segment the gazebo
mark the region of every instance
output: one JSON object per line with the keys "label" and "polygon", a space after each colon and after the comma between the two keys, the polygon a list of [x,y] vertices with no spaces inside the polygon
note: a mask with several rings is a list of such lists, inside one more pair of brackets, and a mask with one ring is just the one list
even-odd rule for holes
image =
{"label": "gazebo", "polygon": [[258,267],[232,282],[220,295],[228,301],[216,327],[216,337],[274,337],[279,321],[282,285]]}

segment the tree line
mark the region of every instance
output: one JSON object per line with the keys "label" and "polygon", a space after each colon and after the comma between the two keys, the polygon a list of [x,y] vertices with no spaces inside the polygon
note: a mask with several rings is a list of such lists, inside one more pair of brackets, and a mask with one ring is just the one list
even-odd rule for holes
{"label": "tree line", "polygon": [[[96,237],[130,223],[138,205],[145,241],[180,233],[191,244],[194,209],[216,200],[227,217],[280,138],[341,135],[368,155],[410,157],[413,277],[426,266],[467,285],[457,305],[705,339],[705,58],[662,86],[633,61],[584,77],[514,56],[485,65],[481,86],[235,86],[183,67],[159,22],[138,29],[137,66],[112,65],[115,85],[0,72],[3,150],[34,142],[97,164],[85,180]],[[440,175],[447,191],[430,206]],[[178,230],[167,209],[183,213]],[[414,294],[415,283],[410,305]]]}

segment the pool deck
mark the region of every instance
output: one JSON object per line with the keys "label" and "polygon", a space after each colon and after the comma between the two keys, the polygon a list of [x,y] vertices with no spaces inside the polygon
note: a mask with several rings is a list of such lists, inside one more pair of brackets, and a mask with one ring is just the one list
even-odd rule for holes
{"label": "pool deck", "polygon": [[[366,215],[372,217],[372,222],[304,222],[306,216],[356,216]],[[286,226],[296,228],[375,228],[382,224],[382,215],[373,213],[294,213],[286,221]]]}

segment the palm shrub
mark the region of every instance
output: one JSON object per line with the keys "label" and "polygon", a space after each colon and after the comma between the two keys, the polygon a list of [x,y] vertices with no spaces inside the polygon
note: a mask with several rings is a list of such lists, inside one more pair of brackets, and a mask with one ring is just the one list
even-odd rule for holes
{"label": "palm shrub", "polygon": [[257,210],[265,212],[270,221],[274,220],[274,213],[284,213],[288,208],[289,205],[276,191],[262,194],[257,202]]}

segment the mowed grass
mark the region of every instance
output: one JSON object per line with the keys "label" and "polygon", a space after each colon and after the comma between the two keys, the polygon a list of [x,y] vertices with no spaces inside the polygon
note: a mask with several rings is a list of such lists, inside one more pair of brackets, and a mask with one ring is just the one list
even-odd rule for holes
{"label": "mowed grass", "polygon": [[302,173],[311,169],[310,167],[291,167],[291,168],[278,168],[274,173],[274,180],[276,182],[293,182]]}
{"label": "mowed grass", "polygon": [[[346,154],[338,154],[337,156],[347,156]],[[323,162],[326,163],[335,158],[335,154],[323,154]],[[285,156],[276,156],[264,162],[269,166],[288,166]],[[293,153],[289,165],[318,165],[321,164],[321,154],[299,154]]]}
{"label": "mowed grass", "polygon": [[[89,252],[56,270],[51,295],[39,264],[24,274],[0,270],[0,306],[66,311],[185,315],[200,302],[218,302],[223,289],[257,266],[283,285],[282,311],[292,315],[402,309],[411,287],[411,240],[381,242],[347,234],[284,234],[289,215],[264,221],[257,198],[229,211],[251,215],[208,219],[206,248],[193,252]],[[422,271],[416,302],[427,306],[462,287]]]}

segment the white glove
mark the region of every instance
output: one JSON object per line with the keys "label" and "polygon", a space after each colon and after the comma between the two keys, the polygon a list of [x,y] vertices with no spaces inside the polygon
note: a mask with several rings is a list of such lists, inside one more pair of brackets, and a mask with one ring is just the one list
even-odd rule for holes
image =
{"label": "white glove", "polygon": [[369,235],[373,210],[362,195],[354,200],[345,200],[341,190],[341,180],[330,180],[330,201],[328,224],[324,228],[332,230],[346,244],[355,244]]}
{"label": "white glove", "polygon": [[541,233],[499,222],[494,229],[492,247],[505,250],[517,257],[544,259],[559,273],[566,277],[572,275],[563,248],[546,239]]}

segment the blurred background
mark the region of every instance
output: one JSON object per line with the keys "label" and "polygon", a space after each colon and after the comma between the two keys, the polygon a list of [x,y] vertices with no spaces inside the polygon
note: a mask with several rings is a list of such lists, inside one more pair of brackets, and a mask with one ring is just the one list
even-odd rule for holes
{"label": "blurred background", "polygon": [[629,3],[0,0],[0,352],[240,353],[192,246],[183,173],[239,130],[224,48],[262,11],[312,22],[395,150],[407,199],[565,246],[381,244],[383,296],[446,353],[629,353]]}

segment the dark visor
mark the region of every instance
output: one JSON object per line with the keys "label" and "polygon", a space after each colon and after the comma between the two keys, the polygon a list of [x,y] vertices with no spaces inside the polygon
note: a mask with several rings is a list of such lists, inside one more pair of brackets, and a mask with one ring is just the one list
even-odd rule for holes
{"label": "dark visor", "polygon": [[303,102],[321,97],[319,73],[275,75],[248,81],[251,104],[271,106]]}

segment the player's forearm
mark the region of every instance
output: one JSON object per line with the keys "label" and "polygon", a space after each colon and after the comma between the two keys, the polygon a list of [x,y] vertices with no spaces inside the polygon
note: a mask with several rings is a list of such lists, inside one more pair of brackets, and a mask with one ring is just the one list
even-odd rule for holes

++++++++

Retype the entire listing above line for line, keeping every character, space and bracket unchanged.

segment the gazebo
mark the region of every instance
output: one JSON object per line with the keys "label" and "polygon", a space after each colon and after the comma between the two keys, the polygon a list of [x,y] vertices with no spaces inside the polygon
note: a mask with several rings is a list of such lists, inside one more pair of brackets, and a mask with one ring is just the one list
even-odd rule for holes
image =
{"label": "gazebo", "polygon": [[258,267],[232,282],[220,295],[228,301],[216,327],[216,337],[274,337],[279,321],[282,285]]}

segment the tree line
mark the region of every instance
output: one JSON object per line with the keys "label" and "polygon", a space after each colon and after the comma between the two keys, the polygon a list of [x,y] vertices with no spaces inside the polygon
note: a mask with several rings is a list of such lists, inside one more pair of brackets, and a mask with one ring is just the one list
even-odd rule for holes
{"label": "tree line", "polygon": [[[96,237],[130,223],[138,205],[145,241],[180,233],[191,244],[194,209],[216,200],[227,217],[280,138],[341,135],[368,155],[410,157],[413,277],[426,266],[467,285],[457,305],[705,339],[705,58],[662,86],[633,61],[584,77],[514,56],[485,65],[481,86],[235,86],[183,67],[159,22],[138,29],[137,66],[112,65],[115,85],[0,72],[3,150],[34,142],[97,164],[85,180]],[[440,175],[447,191],[430,206]],[[178,230],[167,209],[183,213]],[[414,294],[415,283],[410,305]]]}

segment the pool deck
mark the region of every instance
output: one JSON object per line with the keys "label" and "polygon", a space after each colon and after the comma between the two keys, the polygon a list of [x,y] vertices with no spaces inside the polygon
note: a mask with several rings is a list of such lists, inside one more pair of brackets, and a mask with one ring is just the one list
even-odd rule for holes
{"label": "pool deck", "polygon": [[[366,215],[372,217],[372,222],[304,222],[306,216],[356,216]],[[286,226],[296,228],[375,228],[382,224],[382,215],[373,213],[294,213],[286,221]]]}

segment the palm shrub
mark the region of every instance
output: one JSON object per line with the keys "label" and "polygon", a space after each colon and after the comma between the two keys, the polygon a list of [x,y] vertices with no spaces inside the polygon
note: a mask with several rings is a list of such lists, inside one more pair of brackets, and a mask with one ring is just the one list
even-odd rule for holes
{"label": "palm shrub", "polygon": [[257,210],[265,212],[270,221],[274,220],[274,213],[284,213],[288,208],[289,205],[276,191],[262,194],[257,202]]}

segment the mowed grass
mark the region of every instance
output: one JSON object per line with the keys "label" and "polygon", a space after each colon and after the comma between the two keys, the polygon a list of [x,y] vertices with no spaces inside the polygon
note: a mask with several rings is a list of such lists, inside one more pair of brackets, and a mask with one ring is just the one list
even-odd rule for holes
{"label": "mowed grass", "polygon": [[302,173],[311,169],[310,167],[291,167],[291,168],[278,168],[274,173],[274,180],[276,182],[293,182]]}
{"label": "mowed grass", "polygon": [[[346,154],[338,154],[337,156],[347,156]],[[323,162],[326,163],[335,158],[335,154],[323,154]],[[285,156],[276,156],[264,162],[269,166],[288,166]],[[293,153],[289,165],[318,165],[321,164],[321,154],[299,154]]]}
{"label": "mowed grass", "polygon": [[[89,252],[56,270],[51,295],[39,264],[24,274],[0,270],[0,306],[66,311],[185,315],[200,302],[218,302],[223,289],[257,266],[283,285],[282,311],[292,315],[402,309],[411,287],[411,240],[381,242],[347,234],[284,234],[289,215],[264,221],[257,198],[229,211],[251,215],[208,219],[206,248],[193,252]],[[422,271],[416,302],[427,306],[462,287]]]}

segment the white glove
mark the region of every instance
output: one JSON object per line with the keys "label" and "polygon", a space after each colon and after the comma between the two keys, the polygon a list of [x,y] vertices with no spaces inside the polygon
note: a mask with several rings is a list of such lists, inside one more pair of brackets, and a mask with one ring is just the one list
even-odd rule for holes
image =
{"label": "white glove", "polygon": [[369,235],[373,210],[362,195],[354,200],[345,200],[341,190],[341,180],[330,180],[330,201],[328,224],[324,228],[332,230],[346,244],[355,244]]}
{"label": "white glove", "polygon": [[541,233],[499,222],[494,229],[492,247],[505,250],[517,257],[544,259],[559,273],[566,277],[572,275],[563,248],[546,239]]}

segment the blurred background
mark the region of every instance
output: one JSON object per line with the keys "label" and "polygon", a space after each colon and after the comma between the two keys, the polygon a list of [x,y] vertices with no spaces inside the polygon
note: a mask with several rings is a list of such lists, inside one more pair of brackets, and a mask with one ring is just the one list
even-odd rule for holes
{"label": "blurred background", "polygon": [[629,3],[0,0],[0,352],[240,353],[192,246],[183,173],[239,130],[224,48],[262,11],[312,22],[395,150],[407,199],[565,246],[381,244],[383,296],[446,353],[629,353]]}

segment the dark visor
mark the region of every instance
output: one JSON object per line with the keys "label" and "polygon", a space after each colon and after the comma between the two keys, the polygon a list of [x,y] vertices with no spaces inside the polygon
note: a mask with several rings is a list of such lists, inside one more pair of brackets, and a mask with one ring is just the one list
even-odd rule for holes
{"label": "dark visor", "polygon": [[303,102],[321,97],[319,73],[275,75],[248,81],[251,104],[271,106]]}

segment the player's forearm
mark the region of every instance
output: one JSON object per line with the keys "label" and "polygon", a space after each colon and after the comma between the two keys, the polygon a list of [x,y] vertices with no spaces inside the polygon
note: a mask with several rings is a list of such lists, inside one more pair of brackets, and a mask with one ring is just the one list
even-odd rule for holes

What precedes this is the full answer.